Magic V Art is a hard question to answer. The thought of giving up anything so integral as to who I am rather goes against the grain. I'm generally for the pursuit of self interest and I rarely practise self denial so the thought of giving up either something that allows my life to function as I wish it or something that gives me great emotional satisfaction isn't one I relish. But I’m rather fond of hypothetical questions and I didn’t want to leave this one unanswered if for no other reason than my own peace of mind. Truth is once my curiosity was sparked, I wanted to know for myself. 

The simplest thing might just be to give up the one that I am the least proficient at. If that's the case then I should have no hesitation consigning my pen to a lifetime of redundant oblivion. I’m not a bad writer - in fact my romance novels wouldn’t look out of place on a shelf with most of my peers in the genre – but if I’m honest I’m mediocre, my books wouldn’t jump off the shelf and smack you between the eyes either. I’ve read books that have kept me up all night crying and I’d love to have the kind of skill to inspire that level of response in a reader but I’m simply not that talented. I'm neither exceptionally good nor exceptionally bad. When it comes to writing romance I’m just Miss Average… I am however a rather successful witch. Were I to base the choice between Magic and Art on what I happen to be very good at - it would be witchcraft all the way. Miss Average quickly turns into Miss Achievement when the working of spells is involved.

Data provided
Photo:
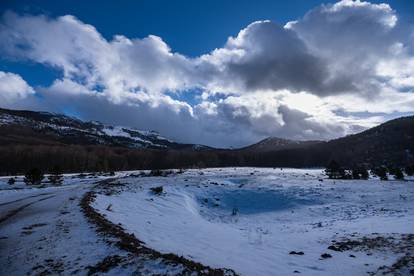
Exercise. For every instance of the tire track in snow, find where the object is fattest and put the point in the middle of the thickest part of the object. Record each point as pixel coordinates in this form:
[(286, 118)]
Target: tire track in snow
[(24, 198), (19, 209)]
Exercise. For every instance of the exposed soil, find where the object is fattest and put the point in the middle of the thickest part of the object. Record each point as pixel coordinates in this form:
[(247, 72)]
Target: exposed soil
[(399, 244), (130, 243)]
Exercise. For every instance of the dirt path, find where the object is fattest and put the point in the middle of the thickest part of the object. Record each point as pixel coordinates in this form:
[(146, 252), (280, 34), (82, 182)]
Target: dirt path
[(44, 232)]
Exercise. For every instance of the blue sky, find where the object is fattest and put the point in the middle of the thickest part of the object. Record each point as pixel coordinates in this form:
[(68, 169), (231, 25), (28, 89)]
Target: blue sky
[(189, 27), (212, 72)]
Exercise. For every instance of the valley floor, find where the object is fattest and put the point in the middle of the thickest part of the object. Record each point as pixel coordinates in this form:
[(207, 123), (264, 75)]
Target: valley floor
[(249, 220), (271, 221)]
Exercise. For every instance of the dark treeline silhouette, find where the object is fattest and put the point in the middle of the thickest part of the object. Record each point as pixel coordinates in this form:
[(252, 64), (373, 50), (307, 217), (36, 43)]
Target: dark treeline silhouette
[(390, 144), (19, 159)]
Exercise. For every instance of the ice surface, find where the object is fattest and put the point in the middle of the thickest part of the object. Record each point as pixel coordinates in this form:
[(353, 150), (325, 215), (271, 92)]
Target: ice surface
[(278, 211)]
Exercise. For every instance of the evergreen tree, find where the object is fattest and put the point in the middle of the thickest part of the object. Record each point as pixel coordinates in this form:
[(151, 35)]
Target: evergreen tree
[(398, 174), (334, 170), (409, 170), (55, 177), (11, 181), (360, 173), (381, 172), (33, 177)]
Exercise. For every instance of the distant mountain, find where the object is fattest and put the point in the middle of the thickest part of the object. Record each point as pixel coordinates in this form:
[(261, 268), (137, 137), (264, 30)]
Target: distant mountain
[(391, 143), (275, 143), (44, 128), (39, 139)]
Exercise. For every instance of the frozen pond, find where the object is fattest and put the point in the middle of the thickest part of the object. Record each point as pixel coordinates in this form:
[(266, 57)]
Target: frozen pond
[(249, 219), (252, 201)]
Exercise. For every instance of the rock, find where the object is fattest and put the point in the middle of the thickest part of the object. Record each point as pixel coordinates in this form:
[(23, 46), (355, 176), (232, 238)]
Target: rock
[(334, 248), (296, 253)]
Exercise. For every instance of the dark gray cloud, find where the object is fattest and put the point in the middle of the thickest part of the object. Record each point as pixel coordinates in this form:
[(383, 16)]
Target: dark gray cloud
[(271, 80)]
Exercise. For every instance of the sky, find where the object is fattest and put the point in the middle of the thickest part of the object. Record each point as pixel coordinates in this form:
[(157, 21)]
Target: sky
[(220, 73)]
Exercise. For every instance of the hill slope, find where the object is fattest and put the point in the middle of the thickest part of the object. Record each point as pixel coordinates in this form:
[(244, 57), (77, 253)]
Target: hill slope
[(43, 128), (38, 139)]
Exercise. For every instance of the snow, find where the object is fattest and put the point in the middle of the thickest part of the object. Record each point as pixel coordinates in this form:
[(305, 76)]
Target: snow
[(48, 234), (249, 219)]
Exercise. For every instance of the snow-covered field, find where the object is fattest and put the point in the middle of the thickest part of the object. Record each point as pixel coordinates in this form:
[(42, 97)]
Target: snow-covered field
[(250, 219)]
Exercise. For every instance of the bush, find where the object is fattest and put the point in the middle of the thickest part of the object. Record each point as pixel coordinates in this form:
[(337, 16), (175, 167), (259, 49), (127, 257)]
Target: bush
[(55, 177), (11, 181), (157, 190), (409, 170), (381, 172), (360, 173), (33, 177), (334, 171), (397, 173)]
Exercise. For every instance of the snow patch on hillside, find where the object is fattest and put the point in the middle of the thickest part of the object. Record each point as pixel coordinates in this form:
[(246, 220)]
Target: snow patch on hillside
[(249, 219)]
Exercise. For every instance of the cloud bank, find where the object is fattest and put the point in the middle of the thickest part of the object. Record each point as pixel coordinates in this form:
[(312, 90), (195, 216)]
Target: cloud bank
[(340, 68)]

Written task 1
In the magic-versus-art passage, what genre of novels does the writer produce?
Written task 2
List every phrase the writer of the magic-versus-art passage uses to describe their own ability as a writer, quoting each one.
Written task 3
Pick up the magic-versus-art passage after its final sentence and continue it in the same first-person voice.

Written reply 1
Romance novels.

Written reply 2
- "not a bad writer"
- "mediocre"
- "not that talented"
- "neither exceptionally good nor exceptionally bad"
- "Miss Average"

Written reply 3
But there is a lot to be said not for pursuing what you happen to be good at but what you genuinely love doing. I happen to be brilliant at designing organisational spreadsheets (really, I'm quite unnaturally good at them - not the maths bits but the planning and structuring...) but I have no passion for Microsoft Excel. Being good at it doesn't make me enjoy it. To an extent it is similar with magic. I'm good at it and it is something it benefits me to utilise but I don't spend all day looking forward to casting a spell the way I feel giddy with delight when I know I've got the house to myself and an uninterrupted evening to add a new scene of pirate lust to the latest novel. I like what magic brings me but I'm not necessarily passionate about the process. (I do have to point out here that I'm talking specifically here about magic and not witchcraft as a path. I do look forward to my meditation evenings, to working on my shields, that sort of thing. But the question was Magic or Art so I'm not counting all the peripheral things that my craft path involves...) 

But I balk at the idea of giving up a passion in favour of a talent and although I enjoy working with magic I view Witchcraft not necessarily as an end in itself but as a means to managing my life and the lives of those about me. To me it isn't a passion, it's a utility. It does interest me that this view isn't shared by the majority of witches that I meet, most of whom seem to take the view that being a witch is an end in itself. A lot of newer, younger witches in particular seem to view the craft as a life cycle of - I perform magic to be a witch and I'm a witch because I perform magic. But for me the reality is different.  Witchcraft is something I do not to actualise myself as a witch but something I use to make my life (both magical and mundane) more pleasant. I don't practise magic for the enjoyment of casting spells, I practise magic for the very deliberate purpose of getting a tangible result out of it. I use magic to get my own way in the world. It follows from this that as I don't practise magic in order to be a witch, there is a me beyond the craft that must be more or something other than witch. Being a witch is something I am by natural virtue of the fact that I practise witchcraft but it is not my defining identity. I could stop practising magic tomorrow without losing the essence of who I am.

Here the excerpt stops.